| Written instruction A |
Answer the following from the JDK 11 blog passage, marking each answer with its matching numeral:
(i) To which JDK release is JDK-8203428 currently assigned?
(ii) According to the Paul Sandoz message, which kind of addition is Predicate.not meant to avoid?
(iii) Which RFC does the "Summary" section of JEP 324 cite?
| Written instruction B |
Resume the JDK 11 blog passage, picking up immediately after its final sentence.

| Document passage |
It's looking increasingly likely that JDK 11 will provide several new useful "utility" methods in addition to the JEPs and other more significant features that will be coming with JDK 11.

Saturday, May 19, 2018

Predicate::not Coming to Java

Jim Laskey's recent message "RFR: CSR - JDK-8203428 Predicate::not" on the OpenJDK core-libs-dev mailing list calls out JDK Bug JDK-8203428 ["Predicate::not"]. The "Summary" of JDK-8203428 states, "Introduce a new static method Predicate::not which will allow developers to negate predicate lambdas trivially." It is currently assigned to JDK 11.

The "Problem" section of JDK-8203428 provides a succinct description of the issue that Predicate::not addresses:

The requirement for predicate negation occurs frequently since predicates are defined antipodal to a positive selection; isNull, isEmpty, isBlank.

Presently there is no easy way to negate a predicate lambda without first wrapping in a Predicate Object.

There is a highly illustrative example of how this would work in the JDK-8203428 write-up. The "Problem" section of JDK-8203428 provides code that demonstrates how "predicate negation" would be performed today and the "Solution" section provides code demonstrating how the same functionality could be implemented with the proposed static method Predicate::not.

There are some other interesting messages in this mailing list thread. A Brian Goetz message in the thread states that "we did discover that default methods on [functional interfaces] combined with subtyping of [functional interfaces] caused trouble. But static methods are fine." A Rémi Forax message in the thread states that "stackoverflow has already decided that Predicate.not was the right method." A Sundararajan Athijegannathan message in the thread points out that "not(String::isEmpty) reads almost like !str.isEmpty()".

A message on a different thread on the core-libs-dev mailing list adds this additional context regarding the motivation behind the addition of Predicate.not(): "One of the rationals for adding 'Predicate.not' is to avoid adding another stream operation" because "we are trying to avoid adding 'overloaded' forms of the same kind of operation." This Paul Sandoz message provides the example that one would use the general filter(not(String::isEmpty)) rather than a specific Filter.reject or Filter.notFilter operation.

The addition of static function not(Predicate<T>) to Predicate is a small thing, but should improve the fluency of many lines of Java code.

Monday, May 14, 2018

Three New JEPs Targeted for JDK 11

Three new JEPs were targeted for JDK 11 a week ago today (7 May 2014). In three separate messages on the jdk-dev mailing list, Mark Reinhold made the following announcements:

JEP 324: Key Agreement with Curve25519 and Curve448

The "Summary" section of JEP 324 ("Key Agreement with Curve25519 and Curve448") states, "Implement key agreement using Curve25519 and Curve448 as described in RFC 7748." The Curve25519 entry on Wikipedia has an opening paragraph that makes it clear why this particular elliptic curve is well-suited as an addition to the JDK. It states that "Curve25519 is an elliptic curve offering 128 bits of security" that is "designed for use with the elliptic curve Diffie–Hellman (ECDH) key agreement scheme and is one of the fastest ECC curves and is not covered by any known patents." It adds that "the reference implementation is public domain software."

| Dataset content |

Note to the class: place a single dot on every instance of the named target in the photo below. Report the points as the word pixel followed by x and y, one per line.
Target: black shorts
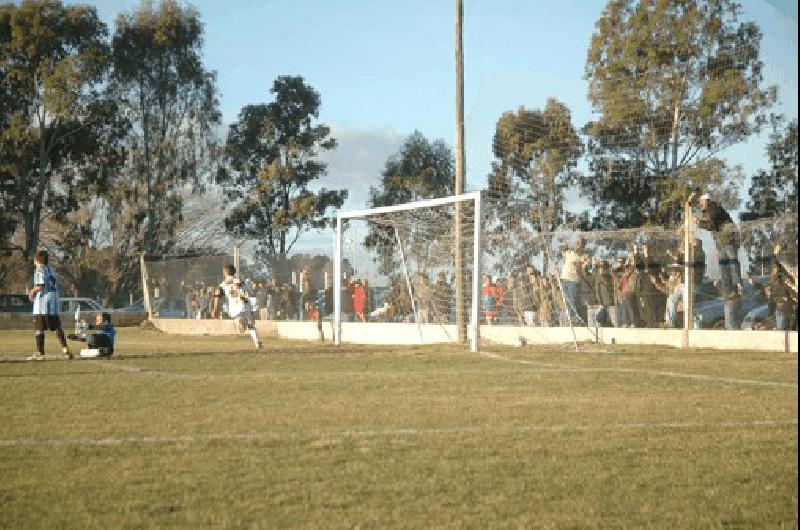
pixel 46 322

| Task output A |
(i) JDK 11
(ii) Adding another stream operation
(iii) RFC 7748

| Task output B |
D. J. Bernstein provides a more specific and approachable summary of the value of Curve25519: "Given a user's 32-byte secret key, Curve25519 computes the user's 32-byte public key. Given the user's 32-byte secret key and another user's 32-byte public key, Curve25519 computes a 32-byte secret shared by the two users. This secret can then be used to authenticate and encrypt messages between the two users."

RFC 7748 ("Elliptic Curves for Security") is a memo provided by the Internet Research Task Force (IRTF) that "specifies two elliptic curves [curve25519 and curve448] over prime fields that offer a high level of practical security in cryptographic applications, including Transport Layer Security (TLS), and that are "intended to operate at the ~128-bit and ~224-bit security level, respectively, and are generated deterministically based on a list of required properties."

The "primary goal" of JEP 324 is to provided "an API and an implementation for [the RFC 7748] standard," the two additional goals are also spelled out. One of the additional goals is to provide "a platform-independent, all-Java implementation with better performance than the existing ECC (native C) code at the same security strength."

Current plans for JEP 324 only involve an RFC implementation in the SunEC elliptic curve cryptography provider. However, with an API provided ("XDH"), it seems possible for other ECC providers to implement RFC 7748 as desired. JEP 324 currently adds this important note: "This new library will be in an internal JDK package, and will only be used by new crypto algorithms."

JEP 327: Unicode 10

JEP 327 ("Unicode 10") provides a straightforward "Summary": "Upgrade existing platform APIs to support version 10.0 of the Unicode Standard." The WikiBooks entry "Unicode/Versions" lists each major version of Unicode from Unicode 1.0 through Unicode 12.0. Unicode 10 was released last summary and Unicode 11 is planned for next month.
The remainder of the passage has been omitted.